Output the entries verbatim, including every line.

★ ★ ★ ★ ★

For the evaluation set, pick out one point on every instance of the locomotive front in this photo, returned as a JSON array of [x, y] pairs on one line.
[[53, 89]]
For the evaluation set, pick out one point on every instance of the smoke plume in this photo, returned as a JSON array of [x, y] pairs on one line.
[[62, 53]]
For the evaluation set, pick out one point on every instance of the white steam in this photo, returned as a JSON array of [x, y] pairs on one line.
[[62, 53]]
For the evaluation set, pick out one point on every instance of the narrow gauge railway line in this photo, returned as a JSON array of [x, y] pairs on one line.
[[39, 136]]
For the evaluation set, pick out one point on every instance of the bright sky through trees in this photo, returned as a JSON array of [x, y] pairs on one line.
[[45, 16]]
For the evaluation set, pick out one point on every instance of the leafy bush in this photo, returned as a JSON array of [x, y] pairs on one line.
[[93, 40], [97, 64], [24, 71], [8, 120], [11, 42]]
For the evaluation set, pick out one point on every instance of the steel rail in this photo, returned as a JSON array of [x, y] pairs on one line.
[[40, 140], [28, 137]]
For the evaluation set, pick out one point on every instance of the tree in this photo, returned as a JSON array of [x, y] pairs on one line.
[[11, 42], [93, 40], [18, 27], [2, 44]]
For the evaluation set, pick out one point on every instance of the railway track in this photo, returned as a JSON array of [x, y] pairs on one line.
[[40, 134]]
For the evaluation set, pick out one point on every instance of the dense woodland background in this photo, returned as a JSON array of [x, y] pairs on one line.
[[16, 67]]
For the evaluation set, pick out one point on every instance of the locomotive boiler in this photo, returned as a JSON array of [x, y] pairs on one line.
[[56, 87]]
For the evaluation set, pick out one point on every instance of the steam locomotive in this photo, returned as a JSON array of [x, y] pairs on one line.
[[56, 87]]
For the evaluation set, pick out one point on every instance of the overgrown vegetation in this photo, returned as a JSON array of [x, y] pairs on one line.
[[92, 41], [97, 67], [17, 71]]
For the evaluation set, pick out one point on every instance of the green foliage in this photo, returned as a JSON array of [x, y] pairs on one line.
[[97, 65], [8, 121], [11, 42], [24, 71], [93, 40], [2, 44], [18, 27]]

★ ★ ★ ★ ★

§ THE RESULT
For the evaluation set, pick out one point on every instance of the locomotive front in this photo, returned as a JSON array of [x, y] pairs on one line.
[[53, 89]]
For the evaluation set, pick out one point on every instance of the smoke plume in this photo, returned as a JSON array of [x, y] pairs on one line.
[[62, 53]]
For the evaluation set, pick out one point on every instance of the white steam in this photo, returned as a JSON array of [x, y] pairs on one line.
[[62, 53]]
For the evaluation set, pick out one point on every instance of the narrow gauge railway line in this photo, returned as a JSON array of [x, y] pairs on one line.
[[39, 136]]
For the evaluation set, pick out one point on every instance of the bright sky through trees in this photo, returned as a JSON array of [x, y] pairs on one line.
[[45, 16]]
For the evaluation set, pick out one point on every instance of the leafy bush in this photo, returned as a JSON array of [x, y] pairs on one line.
[[93, 40], [97, 64], [24, 71], [8, 120], [11, 42]]
For the evaluation set, pick out one point on every instance of the steel rail in this photo, returned as a JSON array of [x, y] pairs on one line.
[[40, 140], [28, 137]]
For the evaluation set, pick out one point on every instance of the tree in this photo, returned as a JSON array of [x, y] pairs on one line.
[[11, 42], [93, 40], [18, 27], [2, 44]]
For the evaluation set, pick out one point on every instance of the railway track in this photo, returned as a JSON array of [x, y] pairs on one line.
[[40, 134]]
For the evaluation set, pick out one point on every instance of the dense woodland background in this photo, returned as a JSON array of [x, y] pairs on one line.
[[16, 67]]
For the evaluation set, pick out one point on every instance of the locomotive boiler in this photo, returned as a JSON array of [x, y] pairs on one line.
[[56, 87]]
For the evaluation set, pick out one point on every instance of the steam locomotive in this photo, returned as a JSON array of [x, y] pairs on one line.
[[56, 87]]
For the evaluation set, pick out one point on every instance of the overgrown vegetation in this photo, returned as a JSON array of [x, y] pairs on one line.
[[92, 41], [97, 67], [17, 71]]
For the evaluation set, pick out one point on every instance of the green foliage in this photo, returned as a JSON array of [x, y] pairs on one line.
[[97, 65], [8, 121], [11, 42], [24, 71], [93, 40], [2, 44], [18, 27]]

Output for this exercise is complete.